Given text:
= Eva Shain =

Eva Shain (November 24, 1917 - August 19, 1999) was an American boxing judge who was one of the first female judges in New York and became the first woman to judge a heavyweight championship bout when she was one of the judges at the 1977 fight between Muhammad Ali and Earnie Shavers in 1977 at Madison Square Garden.

Shain grew up in Jersey City, New Jersey, and attended New York University. She was employed as a bookkeeper and interior decorator when her husband, ring announcer Frank Shain, invited her to join him at a Golden Gloves amateur boxing fight in the 1960s. Though she had originally been reluctant "to watch two men beating each other up in the ring", she "totally fell in love with boxing" saying "it was such a precise science" and started attending fights regularly with her husband. She started judging amateur fights and in March 1975 became one of the first female professional boxing judges licensed by the New York State Athletic Commission, following in the footsteps of Carol Polis, who received her license several months earlier.

Dataset extract:
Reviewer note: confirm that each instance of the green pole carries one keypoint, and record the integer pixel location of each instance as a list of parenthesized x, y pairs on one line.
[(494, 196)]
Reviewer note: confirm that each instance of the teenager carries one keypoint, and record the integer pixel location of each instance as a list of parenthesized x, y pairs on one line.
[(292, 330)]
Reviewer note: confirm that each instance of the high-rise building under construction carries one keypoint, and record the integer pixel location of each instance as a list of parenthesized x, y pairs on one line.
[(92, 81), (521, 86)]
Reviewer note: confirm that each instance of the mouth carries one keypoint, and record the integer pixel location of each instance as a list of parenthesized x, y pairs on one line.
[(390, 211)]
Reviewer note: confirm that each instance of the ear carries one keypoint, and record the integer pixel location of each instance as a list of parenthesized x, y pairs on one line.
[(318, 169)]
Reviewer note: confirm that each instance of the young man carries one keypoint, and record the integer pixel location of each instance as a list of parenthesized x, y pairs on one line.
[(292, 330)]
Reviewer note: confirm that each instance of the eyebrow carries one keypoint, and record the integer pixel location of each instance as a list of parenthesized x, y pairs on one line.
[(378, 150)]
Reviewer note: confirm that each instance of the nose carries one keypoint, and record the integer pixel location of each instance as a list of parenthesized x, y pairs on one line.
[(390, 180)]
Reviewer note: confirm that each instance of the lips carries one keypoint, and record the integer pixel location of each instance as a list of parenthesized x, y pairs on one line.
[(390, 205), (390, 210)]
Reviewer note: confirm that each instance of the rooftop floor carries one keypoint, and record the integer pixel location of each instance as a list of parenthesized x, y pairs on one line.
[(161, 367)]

Exercises to complete:
1. In the Eva Shain text, which bout made Shain the first woman to judge a heavyweight championship fight?
2. Transcribe a passage of the Eva Shain text, beginning at the words "Eva Shain (November" and stopping after "Madison Square Garden.".
None of the lines are needed here.

List of answers:
1. The 1977 fight between Muhammad Ali and Earnie Shavers at Madison Square Garden.

2.
Eva Shain (November 24, 1917 - August 19, 1999) was an American boxing judge who was one of the first female judges in New York and became the first woman to judge a heavyweight championship bout when she was one of the judges at the 1977 fight between Muhammad Ali and Earnie Shavers in 1977 at Madison Square Garden.